- Activity: What is needed is every line of the data that includes the word "white". Please copy each one.

- Records for the exercise:

┌────────

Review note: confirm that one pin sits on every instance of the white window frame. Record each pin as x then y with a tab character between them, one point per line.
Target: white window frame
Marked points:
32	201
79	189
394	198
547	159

└────────

- Problem solution:
Review note: confirm that one pin sits on every instance of the white window frame. Record each pin as x then y with a tab character between them, one point per line.
Target: white window frame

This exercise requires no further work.